+++ Document section

B.C. COVID-19 data: 174 in hospital in latest update
![BCCDC sign A sign at the BC Centre for Disease Control is seen in this photo from the BCCDC website.](/content/dam/ctvnews/en/images/2020/6/27/bccdc-sign-1-5002827-1653616893456.jpeg)
The number of people hospitalized with COVID-19 in B.C. fell again this week.
The B.C. Centre for Disease Control reported 174 people in hospital with the disease across the province Thursday, down from 197 at this time last week. It's the fourth-lowest total the BCCDC has reported all year.
The number of people reported in hospital by the B.C. Centre for disease Control in 2023 is shown. (CTV)
In its weekly summary of respiratory illness in the province, the BCCDC wrote that "COVID-19 test positivity, cases, hospitalizations, and deaths continue to decrease," while Influenza A and RSV activity are each on the rise.

++++++
+++ Records

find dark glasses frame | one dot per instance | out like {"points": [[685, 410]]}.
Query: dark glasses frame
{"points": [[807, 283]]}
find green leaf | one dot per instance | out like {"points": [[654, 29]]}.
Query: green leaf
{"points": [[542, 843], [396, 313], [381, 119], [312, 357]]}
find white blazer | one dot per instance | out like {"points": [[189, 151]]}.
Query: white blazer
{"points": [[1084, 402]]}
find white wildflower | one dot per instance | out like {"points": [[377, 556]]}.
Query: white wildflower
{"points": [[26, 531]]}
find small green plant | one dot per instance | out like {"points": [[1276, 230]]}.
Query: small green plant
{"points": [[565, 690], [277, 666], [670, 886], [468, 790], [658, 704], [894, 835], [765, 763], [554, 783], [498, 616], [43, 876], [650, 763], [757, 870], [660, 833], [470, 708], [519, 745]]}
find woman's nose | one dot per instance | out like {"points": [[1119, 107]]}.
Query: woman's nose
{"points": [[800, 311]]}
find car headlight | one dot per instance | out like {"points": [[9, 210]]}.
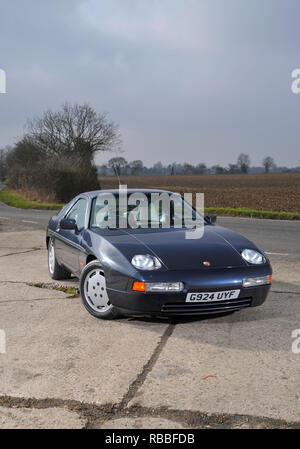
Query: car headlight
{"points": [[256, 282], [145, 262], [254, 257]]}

++++++
+++ Records

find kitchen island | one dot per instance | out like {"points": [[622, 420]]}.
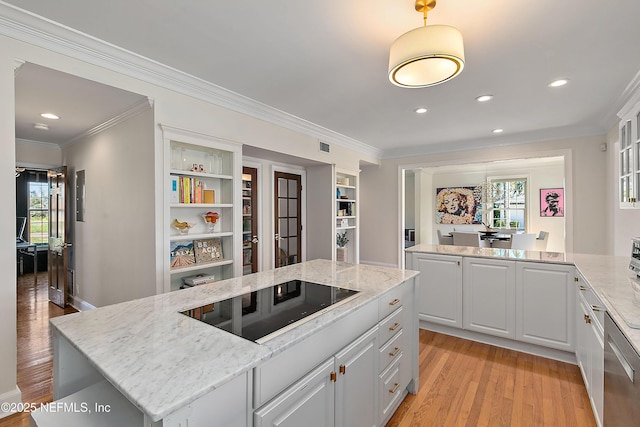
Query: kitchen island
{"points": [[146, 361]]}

++++++

◆ What this exercise asks:
[1] For each statement about the article on B.C. COVID-19 hospitalizations, answer yes or no, quoting the words that decide it: (a) The BCCDC reported 174 people in hospital with COVID-19 on Thursday. (b) The hospital total was higher than it had been a week earlier. (c) Influenza A activity in the province is declining.
[2] According to the article on B.C. COVID-19 hospitalizations, how does the latest total rank among the totals the BCCDC has reported this year?
[3] Continue the article on B.C. COVID-19 hospitalizations, starting after its last sentence.
The rows have nothing to do with the work here.

◆ Answers to the tasks:
[1]
(a) Yes: "reported 174 people in hospital with the disease across the province Thursday"
(b) No: "down from 197 at this time last week"
(c) No: "Influenza A and RSV activity are each on the rise"

[2] It is the fourth-lowest total reported all year.

[3]
The published data for COVID-19 doesn't actually show a decrease relative to the most recent report, however.
The number of lab-confirmed cases in this week's report – for the period of Nov. 19 to 25 – was 370, up slightly from the 363 reported last week.
Likewise, test positivity actually ticked up slightly, from 11.7 per cent between Nov. 12 and 18, as reported last week, to 12 per cent between Nov. 19 and 25, according to BCCDC data.
Both of those figures are considerably lower than the levels seen in early October, and a different heading in the BCCDC's report refers to COVID-19 activity decreasing since that recent peak, which is true.
Hospitalizations and deaths reported Thursday are lower than reported last week, but those totals are typically incomplete when first published and revised upwards in subsequent reports.
The 126 new hospital admissions (a separate figure from the number currently in hospital) reported Thursday for the period of Nov. 19 to 25, for example, is lower than the 132 reported for the preceding period. That could change by next week's update, however, depending on how much the latest figure is adjusted.
The modest increases in test positivity and lab-confirmed cases are matched, to some extent, by increases in coronavirus concentrations in wastewater.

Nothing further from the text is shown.